The request » Please return each line in the records below that contains the string "pane". Treat uppercase and lowercase as different.

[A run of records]
========

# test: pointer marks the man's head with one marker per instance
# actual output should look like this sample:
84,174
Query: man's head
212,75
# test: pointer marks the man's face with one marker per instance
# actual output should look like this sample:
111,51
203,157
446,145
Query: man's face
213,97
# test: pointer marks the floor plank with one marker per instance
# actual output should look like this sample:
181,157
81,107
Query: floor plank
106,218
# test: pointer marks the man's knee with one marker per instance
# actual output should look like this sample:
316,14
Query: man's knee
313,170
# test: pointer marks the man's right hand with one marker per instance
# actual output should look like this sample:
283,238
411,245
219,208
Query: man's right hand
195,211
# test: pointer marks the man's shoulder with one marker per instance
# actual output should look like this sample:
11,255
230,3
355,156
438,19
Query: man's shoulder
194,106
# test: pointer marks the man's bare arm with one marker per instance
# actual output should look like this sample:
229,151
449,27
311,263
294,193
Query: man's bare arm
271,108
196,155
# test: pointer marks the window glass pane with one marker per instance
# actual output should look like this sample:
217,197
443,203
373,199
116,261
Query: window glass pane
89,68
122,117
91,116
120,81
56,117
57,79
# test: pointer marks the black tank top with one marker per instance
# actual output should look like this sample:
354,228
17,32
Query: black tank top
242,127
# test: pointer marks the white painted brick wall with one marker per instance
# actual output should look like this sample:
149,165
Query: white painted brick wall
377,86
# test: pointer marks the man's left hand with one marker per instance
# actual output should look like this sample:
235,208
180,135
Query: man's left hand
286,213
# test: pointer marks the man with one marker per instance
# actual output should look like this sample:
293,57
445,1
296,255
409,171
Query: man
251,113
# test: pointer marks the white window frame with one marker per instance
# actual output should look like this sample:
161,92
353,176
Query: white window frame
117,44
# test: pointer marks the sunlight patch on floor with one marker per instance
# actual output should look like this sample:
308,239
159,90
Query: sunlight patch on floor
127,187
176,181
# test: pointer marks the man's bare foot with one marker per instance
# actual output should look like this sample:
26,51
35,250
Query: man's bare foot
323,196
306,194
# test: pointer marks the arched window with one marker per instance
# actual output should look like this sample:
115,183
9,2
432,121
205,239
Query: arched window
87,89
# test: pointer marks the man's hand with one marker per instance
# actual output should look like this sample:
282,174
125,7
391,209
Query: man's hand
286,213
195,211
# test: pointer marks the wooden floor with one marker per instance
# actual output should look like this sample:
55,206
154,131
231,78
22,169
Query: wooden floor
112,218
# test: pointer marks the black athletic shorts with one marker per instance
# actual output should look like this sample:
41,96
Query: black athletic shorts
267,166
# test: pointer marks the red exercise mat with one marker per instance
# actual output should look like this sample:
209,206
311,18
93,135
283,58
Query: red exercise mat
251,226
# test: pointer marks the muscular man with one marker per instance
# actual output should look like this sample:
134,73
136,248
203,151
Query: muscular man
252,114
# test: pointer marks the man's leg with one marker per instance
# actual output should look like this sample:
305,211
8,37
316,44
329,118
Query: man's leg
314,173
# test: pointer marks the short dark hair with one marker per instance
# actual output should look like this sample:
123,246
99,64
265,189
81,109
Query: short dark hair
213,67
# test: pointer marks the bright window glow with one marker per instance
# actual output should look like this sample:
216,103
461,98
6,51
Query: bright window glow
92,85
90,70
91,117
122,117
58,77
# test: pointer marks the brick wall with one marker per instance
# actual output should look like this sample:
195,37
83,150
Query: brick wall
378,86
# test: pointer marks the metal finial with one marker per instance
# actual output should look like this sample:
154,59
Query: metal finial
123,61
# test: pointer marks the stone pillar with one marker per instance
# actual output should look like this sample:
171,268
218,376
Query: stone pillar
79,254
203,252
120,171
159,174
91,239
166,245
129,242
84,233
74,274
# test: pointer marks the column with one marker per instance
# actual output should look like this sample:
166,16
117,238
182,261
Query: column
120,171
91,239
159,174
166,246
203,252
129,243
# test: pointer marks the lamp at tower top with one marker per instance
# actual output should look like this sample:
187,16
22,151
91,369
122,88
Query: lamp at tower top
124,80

========

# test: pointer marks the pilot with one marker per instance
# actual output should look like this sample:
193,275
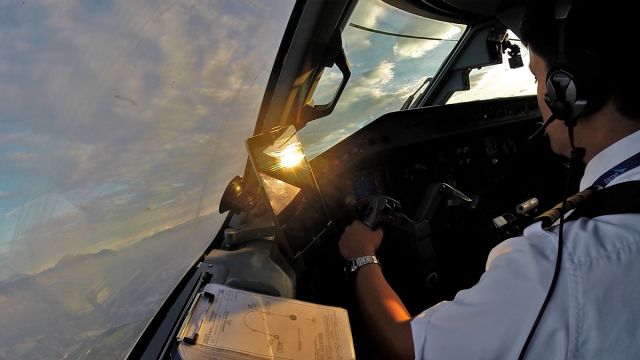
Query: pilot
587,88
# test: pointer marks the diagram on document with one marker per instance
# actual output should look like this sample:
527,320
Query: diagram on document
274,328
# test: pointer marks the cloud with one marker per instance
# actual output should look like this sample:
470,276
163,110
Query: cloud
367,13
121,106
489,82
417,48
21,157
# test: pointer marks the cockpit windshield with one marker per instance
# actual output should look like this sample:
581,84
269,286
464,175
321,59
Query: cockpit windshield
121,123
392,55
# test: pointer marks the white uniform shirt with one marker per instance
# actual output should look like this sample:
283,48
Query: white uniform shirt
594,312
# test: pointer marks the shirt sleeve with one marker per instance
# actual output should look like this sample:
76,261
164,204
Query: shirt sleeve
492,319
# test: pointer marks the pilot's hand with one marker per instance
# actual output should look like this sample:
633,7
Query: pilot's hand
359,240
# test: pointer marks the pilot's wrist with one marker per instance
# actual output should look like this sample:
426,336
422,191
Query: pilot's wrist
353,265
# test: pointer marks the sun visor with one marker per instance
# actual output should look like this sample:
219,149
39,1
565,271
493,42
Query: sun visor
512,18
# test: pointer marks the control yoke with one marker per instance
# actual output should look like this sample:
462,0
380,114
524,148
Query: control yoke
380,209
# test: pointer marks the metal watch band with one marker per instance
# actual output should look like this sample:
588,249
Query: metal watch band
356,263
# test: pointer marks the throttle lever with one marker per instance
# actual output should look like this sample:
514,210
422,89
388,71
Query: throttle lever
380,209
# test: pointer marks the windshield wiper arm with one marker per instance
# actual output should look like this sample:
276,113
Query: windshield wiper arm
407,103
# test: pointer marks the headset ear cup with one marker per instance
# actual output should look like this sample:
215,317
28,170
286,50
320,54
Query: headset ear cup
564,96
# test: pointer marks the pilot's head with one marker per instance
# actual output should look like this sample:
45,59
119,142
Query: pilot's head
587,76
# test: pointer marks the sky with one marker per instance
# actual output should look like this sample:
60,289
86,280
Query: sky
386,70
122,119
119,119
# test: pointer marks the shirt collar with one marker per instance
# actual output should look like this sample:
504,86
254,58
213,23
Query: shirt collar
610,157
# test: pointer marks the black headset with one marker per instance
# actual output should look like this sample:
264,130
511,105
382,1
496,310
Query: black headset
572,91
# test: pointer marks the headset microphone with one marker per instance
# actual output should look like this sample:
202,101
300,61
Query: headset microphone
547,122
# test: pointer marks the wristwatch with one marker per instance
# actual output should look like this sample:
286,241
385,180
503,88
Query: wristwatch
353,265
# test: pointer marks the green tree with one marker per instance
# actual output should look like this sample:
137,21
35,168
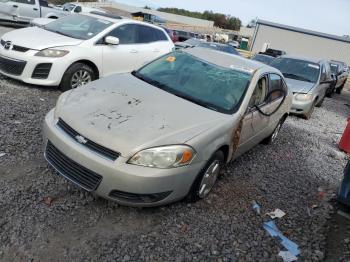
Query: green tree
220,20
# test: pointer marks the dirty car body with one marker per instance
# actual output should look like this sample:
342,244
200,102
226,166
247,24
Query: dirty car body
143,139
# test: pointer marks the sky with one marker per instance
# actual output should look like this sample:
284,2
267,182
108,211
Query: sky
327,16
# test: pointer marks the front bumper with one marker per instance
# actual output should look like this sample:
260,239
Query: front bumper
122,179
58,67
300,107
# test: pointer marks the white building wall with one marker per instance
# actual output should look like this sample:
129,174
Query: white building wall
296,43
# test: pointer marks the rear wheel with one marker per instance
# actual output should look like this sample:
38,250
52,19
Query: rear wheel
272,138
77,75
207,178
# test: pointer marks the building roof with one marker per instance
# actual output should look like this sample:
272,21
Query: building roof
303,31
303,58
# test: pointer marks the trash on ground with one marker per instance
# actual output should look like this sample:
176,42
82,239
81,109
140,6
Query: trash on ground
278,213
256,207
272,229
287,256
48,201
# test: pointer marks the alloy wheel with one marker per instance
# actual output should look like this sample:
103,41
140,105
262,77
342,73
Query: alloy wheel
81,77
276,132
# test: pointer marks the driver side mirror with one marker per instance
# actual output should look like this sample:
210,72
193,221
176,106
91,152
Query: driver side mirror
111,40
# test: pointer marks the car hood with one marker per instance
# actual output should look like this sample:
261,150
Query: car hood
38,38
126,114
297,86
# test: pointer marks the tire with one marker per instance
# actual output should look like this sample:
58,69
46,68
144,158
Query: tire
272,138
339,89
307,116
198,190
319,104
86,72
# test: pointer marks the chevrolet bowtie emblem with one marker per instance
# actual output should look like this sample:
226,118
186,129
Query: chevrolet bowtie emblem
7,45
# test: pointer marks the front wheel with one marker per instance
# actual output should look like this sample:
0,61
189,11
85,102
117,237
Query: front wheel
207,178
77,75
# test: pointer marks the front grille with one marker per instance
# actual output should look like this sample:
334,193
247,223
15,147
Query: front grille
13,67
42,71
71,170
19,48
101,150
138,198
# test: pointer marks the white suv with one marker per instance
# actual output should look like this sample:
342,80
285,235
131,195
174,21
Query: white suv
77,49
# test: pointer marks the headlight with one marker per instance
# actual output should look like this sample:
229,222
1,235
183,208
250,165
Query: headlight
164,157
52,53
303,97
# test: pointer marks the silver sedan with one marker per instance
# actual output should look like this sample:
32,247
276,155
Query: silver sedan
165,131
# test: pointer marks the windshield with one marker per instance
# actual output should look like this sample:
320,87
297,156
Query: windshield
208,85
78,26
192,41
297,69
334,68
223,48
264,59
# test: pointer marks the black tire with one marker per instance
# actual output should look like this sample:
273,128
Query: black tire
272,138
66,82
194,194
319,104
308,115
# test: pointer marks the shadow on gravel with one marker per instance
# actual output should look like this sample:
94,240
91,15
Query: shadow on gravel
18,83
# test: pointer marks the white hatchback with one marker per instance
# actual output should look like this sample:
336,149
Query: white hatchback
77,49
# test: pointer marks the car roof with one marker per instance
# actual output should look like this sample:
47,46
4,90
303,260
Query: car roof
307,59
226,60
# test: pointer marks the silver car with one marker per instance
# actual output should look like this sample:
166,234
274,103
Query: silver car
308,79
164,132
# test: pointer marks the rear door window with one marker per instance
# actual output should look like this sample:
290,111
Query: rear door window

========

Solved exercise »
# test: pointer marks the window glass pane with one marker per instance
Query: window glass pane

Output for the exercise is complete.